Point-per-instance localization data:
------------------------------------
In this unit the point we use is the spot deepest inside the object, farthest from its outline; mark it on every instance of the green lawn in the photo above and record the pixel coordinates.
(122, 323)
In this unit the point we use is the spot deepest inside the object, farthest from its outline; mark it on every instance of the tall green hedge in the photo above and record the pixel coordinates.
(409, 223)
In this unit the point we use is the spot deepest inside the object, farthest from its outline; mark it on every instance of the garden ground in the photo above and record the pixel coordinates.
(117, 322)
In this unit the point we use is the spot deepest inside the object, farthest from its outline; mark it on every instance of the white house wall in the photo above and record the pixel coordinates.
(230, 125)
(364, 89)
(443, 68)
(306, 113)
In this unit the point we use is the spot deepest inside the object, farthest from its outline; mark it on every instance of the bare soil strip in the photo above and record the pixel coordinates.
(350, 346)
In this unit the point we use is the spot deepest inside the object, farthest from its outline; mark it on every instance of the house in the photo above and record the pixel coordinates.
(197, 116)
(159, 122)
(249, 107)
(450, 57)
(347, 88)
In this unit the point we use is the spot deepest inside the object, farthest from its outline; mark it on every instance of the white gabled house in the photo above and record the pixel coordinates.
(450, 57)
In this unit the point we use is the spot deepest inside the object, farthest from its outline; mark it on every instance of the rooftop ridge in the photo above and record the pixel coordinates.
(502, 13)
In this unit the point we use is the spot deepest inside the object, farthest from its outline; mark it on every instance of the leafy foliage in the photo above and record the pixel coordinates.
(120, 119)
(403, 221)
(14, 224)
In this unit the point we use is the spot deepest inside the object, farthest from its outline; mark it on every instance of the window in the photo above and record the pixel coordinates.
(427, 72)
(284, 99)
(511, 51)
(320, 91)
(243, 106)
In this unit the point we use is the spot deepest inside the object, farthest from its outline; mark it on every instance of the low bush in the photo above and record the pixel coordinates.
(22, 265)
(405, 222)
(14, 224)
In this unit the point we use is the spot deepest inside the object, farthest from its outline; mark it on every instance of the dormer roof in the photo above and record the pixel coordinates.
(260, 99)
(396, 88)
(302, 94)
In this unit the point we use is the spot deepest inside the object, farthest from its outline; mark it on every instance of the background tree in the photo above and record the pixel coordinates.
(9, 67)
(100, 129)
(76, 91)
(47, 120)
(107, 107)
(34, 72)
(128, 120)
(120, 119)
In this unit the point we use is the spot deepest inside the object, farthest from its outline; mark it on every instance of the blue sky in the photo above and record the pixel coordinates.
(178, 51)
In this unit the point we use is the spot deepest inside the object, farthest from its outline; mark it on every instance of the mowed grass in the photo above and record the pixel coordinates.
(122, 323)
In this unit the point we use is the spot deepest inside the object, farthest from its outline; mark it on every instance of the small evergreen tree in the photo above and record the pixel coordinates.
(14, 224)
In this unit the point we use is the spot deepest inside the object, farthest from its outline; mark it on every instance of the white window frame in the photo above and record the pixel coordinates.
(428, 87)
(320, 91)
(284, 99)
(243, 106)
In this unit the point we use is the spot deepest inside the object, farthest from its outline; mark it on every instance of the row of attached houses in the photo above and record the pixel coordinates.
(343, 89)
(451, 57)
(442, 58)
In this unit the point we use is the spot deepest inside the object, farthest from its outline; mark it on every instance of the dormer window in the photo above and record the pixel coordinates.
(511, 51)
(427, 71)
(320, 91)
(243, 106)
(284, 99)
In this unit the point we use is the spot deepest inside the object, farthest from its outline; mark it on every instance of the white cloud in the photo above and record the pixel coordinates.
------------------------------------
● **WHAT YOU HAVE TO DO**: Reproduce all the data precisely, word for word.

● **RESPONSE AREA**:
In this unit the point we use is the spot deepest inside the object, farthest from its outline; mark it on every instance of the green lawn in the photo above and record the pixel coordinates.
(122, 323)
In this unit the point we use is the spot deepest inside the object, farthest from its outline; mark it on every instance of the tall green hedge in the photo above and record the pixel coordinates.
(409, 223)
In this unit the point we use is the spot deepest inside the object, farthest from its outline; mark it on every instance of the garden ground in the photo above and record the pixel coordinates.
(117, 322)
In this unit the point we use is the spot deepest inside the object, farthest from its outline; mark it on every instance of the white house wall in the photo above and record the pixel coordinates.
(230, 125)
(364, 89)
(443, 68)
(306, 113)
In this unit the point we use is the spot deepest inside the object, farthest from its outline; mark it on every instance of the bare soil strip in the photo above and record the pixel coordinates.
(350, 346)
In this unit the point we use is the spot deepest inside the object, farthest from its outline; mark it on every instance of the house in the photo above and record the pixel coordinates.
(197, 116)
(159, 122)
(249, 107)
(450, 57)
(347, 88)
In this unit the point we use is the spot deepest inside the object, farthest from its outline; mark it on every instance of the white gabled house in the photo above and record the pixel coordinates.
(450, 57)
In this unit the point we use is the spot deepest inside the object, farthest from its outline; mark it on every instance of the rooftop ridge in the photo above and record the pixel coordinates.
(502, 13)
In this unit the point we use is the spot deepest inside the object, farthest from its outline; mark it on every instance of the leafy foliage in the photo above and record the pixel coordinates.
(120, 119)
(403, 221)
(14, 224)
In this unit the point we use is the spot deepest inside the object, farthest from its outline; mark it on every instance of the window in the photo above and record the pixel coordinates.
(427, 72)
(284, 99)
(511, 51)
(320, 91)
(243, 106)
In this unit the point we use is the spot deepest inside the object, farthest from its outline; mark it on every instance of the low bush in the photo above and record the pixel coordinates.
(22, 265)
(405, 222)
(14, 224)
In this unit the point we use is the spot deepest inside the object, farthest from its outline; mark it on every instance of the dormer roof in the photo above and record the pixel coordinates.
(260, 99)
(396, 88)
(302, 94)
In this unit the point we use is the spot deepest inside the object, farthest from its outline; mark it on every instance of the background tree in the photo above and record the pixel coordinates.
(9, 67)
(100, 129)
(76, 91)
(47, 120)
(107, 107)
(34, 72)
(128, 120)
(120, 119)
In this unit the point we use is the spot deepest inside the object, farthest from its outline; mark it on every instance of the blue sky in the photo above and record the pixel coordinates.
(178, 51)
In this unit the point we use is the spot deepest inside the object, farthest from its outline; mark it on every instance of the mowed grass in the photo above and record the pixel coordinates.
(122, 323)
In this unit the point we use is the spot deepest inside the object, farthest from its outline; mark it on every instance of the small evergreen tree in the photo above and record the pixel coordinates.
(14, 224)
In this unit the point we use is the spot deepest inside the object, farthest from its outline; mark it on every instance of the white window frame in the photo above and record the pixel coordinates.
(428, 87)
(320, 91)
(284, 99)
(243, 106)
In this unit the point we use is the spot deepest inside the object, farthest from its outline; mark it on every instance of the row of attached houses in the photo above and record the pixel coordinates.
(343, 89)
(451, 57)
(442, 58)
In this unit the point we use is the spot deepest inside the object, farthest from its outline; mark it on every instance of the dormer window in the photo above and record the pixel coordinates.
(511, 51)
(427, 71)
(320, 91)
(243, 106)
(284, 99)
In this unit the point we use is the spot deepest inside the object, farthest from its outline; mark it on every instance of the white cloud in the photo above and record the pixel coordinates.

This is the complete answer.